● WORK TASK
Will you give every entry again exactly as it stands?
*** LISTED ENTRIES
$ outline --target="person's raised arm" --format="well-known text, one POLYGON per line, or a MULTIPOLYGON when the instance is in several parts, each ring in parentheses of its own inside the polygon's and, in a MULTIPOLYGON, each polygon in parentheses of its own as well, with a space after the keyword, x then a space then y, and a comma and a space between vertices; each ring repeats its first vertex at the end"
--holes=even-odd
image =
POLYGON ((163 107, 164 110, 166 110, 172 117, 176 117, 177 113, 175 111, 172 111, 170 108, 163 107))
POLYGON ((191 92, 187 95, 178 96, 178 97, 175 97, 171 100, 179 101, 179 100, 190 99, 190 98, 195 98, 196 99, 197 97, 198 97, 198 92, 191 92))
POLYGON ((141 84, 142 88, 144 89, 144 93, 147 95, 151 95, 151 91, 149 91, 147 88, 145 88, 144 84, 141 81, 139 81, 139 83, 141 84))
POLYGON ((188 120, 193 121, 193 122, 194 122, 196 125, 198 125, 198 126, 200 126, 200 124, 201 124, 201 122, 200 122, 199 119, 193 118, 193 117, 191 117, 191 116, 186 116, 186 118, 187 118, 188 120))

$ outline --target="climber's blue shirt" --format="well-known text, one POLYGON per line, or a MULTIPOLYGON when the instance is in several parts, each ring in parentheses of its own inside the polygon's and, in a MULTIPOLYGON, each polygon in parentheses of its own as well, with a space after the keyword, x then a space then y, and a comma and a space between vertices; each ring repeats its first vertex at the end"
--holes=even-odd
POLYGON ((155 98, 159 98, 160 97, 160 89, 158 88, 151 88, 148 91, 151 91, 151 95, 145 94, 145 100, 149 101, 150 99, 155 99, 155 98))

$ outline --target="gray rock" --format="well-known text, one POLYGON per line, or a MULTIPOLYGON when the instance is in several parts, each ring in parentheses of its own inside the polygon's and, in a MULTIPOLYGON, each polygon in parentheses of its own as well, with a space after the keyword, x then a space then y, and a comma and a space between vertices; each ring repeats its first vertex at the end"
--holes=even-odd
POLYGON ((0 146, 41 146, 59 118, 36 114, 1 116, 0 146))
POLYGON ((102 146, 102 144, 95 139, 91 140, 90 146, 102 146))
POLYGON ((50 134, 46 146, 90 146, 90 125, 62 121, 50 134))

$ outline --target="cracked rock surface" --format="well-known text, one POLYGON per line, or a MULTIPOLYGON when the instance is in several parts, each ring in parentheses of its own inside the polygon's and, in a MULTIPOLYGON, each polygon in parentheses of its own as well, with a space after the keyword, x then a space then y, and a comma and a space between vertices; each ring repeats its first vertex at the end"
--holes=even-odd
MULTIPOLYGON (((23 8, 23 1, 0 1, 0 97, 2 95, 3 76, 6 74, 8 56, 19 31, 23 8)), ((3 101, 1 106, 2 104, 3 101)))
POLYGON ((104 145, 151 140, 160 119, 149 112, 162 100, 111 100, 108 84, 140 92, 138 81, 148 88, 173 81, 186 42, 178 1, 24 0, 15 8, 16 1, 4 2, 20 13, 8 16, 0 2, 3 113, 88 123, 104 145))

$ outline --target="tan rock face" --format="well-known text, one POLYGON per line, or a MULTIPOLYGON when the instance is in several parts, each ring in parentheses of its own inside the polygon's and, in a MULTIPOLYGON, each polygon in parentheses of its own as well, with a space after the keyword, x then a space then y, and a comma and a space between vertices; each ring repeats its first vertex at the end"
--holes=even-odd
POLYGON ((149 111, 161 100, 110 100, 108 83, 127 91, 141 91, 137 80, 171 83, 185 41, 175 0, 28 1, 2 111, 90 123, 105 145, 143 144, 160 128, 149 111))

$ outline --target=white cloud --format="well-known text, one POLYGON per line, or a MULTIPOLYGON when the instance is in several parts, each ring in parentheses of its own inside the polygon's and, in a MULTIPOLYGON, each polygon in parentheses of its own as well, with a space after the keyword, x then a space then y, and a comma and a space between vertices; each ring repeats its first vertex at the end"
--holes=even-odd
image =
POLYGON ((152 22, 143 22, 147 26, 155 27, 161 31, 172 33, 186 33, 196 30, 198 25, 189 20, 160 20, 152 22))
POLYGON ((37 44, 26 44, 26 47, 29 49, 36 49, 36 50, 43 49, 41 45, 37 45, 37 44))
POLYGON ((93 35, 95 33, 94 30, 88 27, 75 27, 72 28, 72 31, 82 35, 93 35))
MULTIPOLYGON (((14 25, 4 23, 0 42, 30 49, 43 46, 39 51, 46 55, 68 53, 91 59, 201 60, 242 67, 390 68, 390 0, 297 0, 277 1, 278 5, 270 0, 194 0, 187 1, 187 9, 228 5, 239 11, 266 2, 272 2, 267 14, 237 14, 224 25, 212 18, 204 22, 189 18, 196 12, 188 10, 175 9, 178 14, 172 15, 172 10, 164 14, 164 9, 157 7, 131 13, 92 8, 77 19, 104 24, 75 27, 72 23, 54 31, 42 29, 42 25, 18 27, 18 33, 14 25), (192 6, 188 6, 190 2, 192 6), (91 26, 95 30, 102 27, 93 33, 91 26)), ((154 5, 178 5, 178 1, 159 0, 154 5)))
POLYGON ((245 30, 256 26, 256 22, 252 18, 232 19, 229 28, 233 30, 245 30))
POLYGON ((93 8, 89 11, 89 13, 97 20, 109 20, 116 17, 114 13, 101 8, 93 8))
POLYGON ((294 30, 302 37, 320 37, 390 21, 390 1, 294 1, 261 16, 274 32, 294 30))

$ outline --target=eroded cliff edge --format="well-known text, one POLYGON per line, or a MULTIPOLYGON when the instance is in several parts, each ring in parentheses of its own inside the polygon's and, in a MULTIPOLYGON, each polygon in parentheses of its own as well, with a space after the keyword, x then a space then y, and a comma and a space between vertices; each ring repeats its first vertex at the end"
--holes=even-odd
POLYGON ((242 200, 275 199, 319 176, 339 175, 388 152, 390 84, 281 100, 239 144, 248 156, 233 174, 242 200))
******
● FINISHED TASK
$ outline --target="person's raised arm" --format="well-known text, one POLYGON per line, or a MULTIPOLYGON when the instance is in several parts, each ring in parentheses of its own inside the polygon's and, in a MULTIPOLYGON, each polygon in parentheses of its own as well, with a space after the keyword, x then a space then y, and a comma and a space between vertices; each ring repeats its first vertex at the end"
--holes=even-odd
image =
POLYGON ((163 107, 164 110, 166 110, 172 117, 176 117, 177 113, 175 111, 172 111, 170 108, 163 107))
POLYGON ((191 92, 187 95, 178 96, 178 97, 175 97, 171 100, 179 101, 179 100, 190 99, 190 98, 195 98, 196 99, 197 97, 198 97, 198 92, 191 92))
POLYGON ((141 84, 142 88, 144 89, 144 93, 147 95, 151 95, 151 91, 149 91, 147 88, 145 88, 144 84, 141 81, 139 81, 139 83, 141 84))
POLYGON ((188 120, 193 121, 193 122, 194 122, 196 125, 198 125, 198 126, 200 126, 200 124, 201 124, 201 122, 200 122, 199 119, 193 118, 193 117, 191 117, 191 116, 186 116, 186 118, 187 118, 188 120))

$ outline --target="climber's blue shirt" --format="well-known text, one POLYGON per line, or a MULTIPOLYGON when the instance is in several parts, each ring in parentheses of its own inside the polygon's and, in a MULTIPOLYGON, each polygon in parentheses of its own as well, with a space after the keyword, x then a space then y, and a comma and a space between vertices; each ring repeats its first vertex at the end"
--holes=even-odd
POLYGON ((155 98, 159 98, 160 97, 160 89, 158 88, 151 88, 148 91, 151 91, 151 95, 145 94, 145 100, 149 101, 150 99, 155 99, 155 98))

$ outline --target="gray rock" --format="well-known text, one POLYGON per line, or a MULTIPOLYGON when the instance is in several parts, each ring in parentheses of its own inside the polygon's and, in a MULTIPOLYGON, each polygon in parentheses of its own as well, with a space after the keyword, x then a space then y, and a comma and a space between vertices; each ring repeats its first vertex at the end"
--holes=even-odd
POLYGON ((0 146, 41 146, 59 118, 36 114, 1 116, 0 146))
POLYGON ((102 146, 102 144, 95 139, 91 140, 90 146, 102 146))
POLYGON ((50 134, 46 146, 90 146, 90 125, 62 121, 50 134))

$ outline --target="cracked rock surface" --format="well-known text, one POLYGON per line, or a MULTIPOLYGON when the instance is in several parts, each ring in parentheses of its own inside the polygon's and, in a MULTIPOLYGON, each polygon in parentheses of its own as well, with a space after the keyword, x then a space then y, and a comma and a space between vertices; each ring repeats its first vertex at the end"
--holes=even-odd
MULTIPOLYGON (((23 8, 23 1, 0 1, 0 97, 2 95, 3 76, 6 74, 8 56, 19 31, 23 8)), ((3 101, 1 106, 2 104, 3 101)))
POLYGON ((104 145, 151 140, 160 119, 149 112, 162 100, 111 100, 108 84, 140 92, 138 81, 148 88, 173 81, 186 42, 178 1, 24 0, 15 8, 16 1, 4 2, 20 13, 8 16, 0 2, 3 113, 88 123, 104 145))

$ outline --target="tan rock face" --format="well-known text, one POLYGON per line, or a MULTIPOLYGON when the instance is in several parts, each ring in parentheses of its own inside the polygon's and, in a MULTIPOLYGON, each polygon in parentheses of its own as well, with a space after the keyword, x then a space then y, and a comma and a space between vertices; each ring repeats its first vertex at the end"
--holes=even-odd
POLYGON ((149 111, 161 100, 110 100, 108 83, 127 91, 141 91, 137 80, 171 83, 185 41, 175 0, 28 1, 2 111, 90 123, 105 145, 143 144, 160 128, 149 111))

$ outline --target=white cloud --format="well-known text, one POLYGON per line, or a MULTIPOLYGON when the instance is in several parts, each ring in parentheses of its own inside the polygon's and, in a MULTIPOLYGON, each polygon in parentheses of its own as well, with a space after the keyword, x then a space then y, and a comma and a space between vertices; each ring repeats its first vertex at the end"
--holes=even-odd
image =
POLYGON ((152 22, 143 22, 147 26, 155 27, 161 31, 172 33, 186 33, 196 30, 198 25, 189 20, 160 20, 152 22))
POLYGON ((37 44, 26 44, 26 47, 29 49, 36 49, 36 50, 43 49, 41 45, 37 45, 37 44))
POLYGON ((93 35, 95 33, 94 30, 88 27, 75 27, 72 28, 72 31, 82 35, 93 35))
MULTIPOLYGON (((14 25, 4 23, 0 42, 30 49, 43 46, 39 51, 46 55, 68 53, 91 59, 201 60, 242 67, 390 68, 390 0, 297 0, 277 1, 278 5, 270 0, 194 0, 187 1, 187 9, 228 5, 239 11, 266 2, 272 2, 267 14, 237 14, 224 25, 212 18, 204 22, 189 18, 196 12, 188 10, 175 9, 178 14, 172 15, 172 10, 164 14, 164 9, 157 7, 131 13, 92 8, 77 19, 104 24, 75 27, 72 23, 54 31, 42 29, 42 25, 18 27, 18 33, 14 25), (192 6, 188 6, 190 2, 192 6), (91 26, 95 30, 102 27, 93 33, 91 26)), ((154 5, 178 5, 178 1, 159 0, 154 5)))
POLYGON ((245 30, 256 26, 256 22, 252 18, 232 19, 229 28, 233 30, 245 30))
POLYGON ((93 8, 89 11, 89 13, 97 20, 109 20, 116 17, 114 13, 101 8, 93 8))
POLYGON ((294 30, 302 37, 320 37, 390 21, 390 1, 294 1, 261 16, 274 32, 294 30))

$ outline --target=eroded cliff edge --format="well-known text, one POLYGON per line, or a MULTIPOLYGON when the instance is in several parts, each ring in parentheses of its own inside the polygon's and, in a MULTIPOLYGON, each polygon in parentheses of its own as well, with a space after the keyword, x then a space then y, and a comma and a space between vertices; each ring repeats its first vertex at the end"
--holes=even-odd
POLYGON ((242 200, 275 199, 319 176, 339 175, 388 152, 390 84, 281 100, 239 144, 248 156, 233 174, 242 200))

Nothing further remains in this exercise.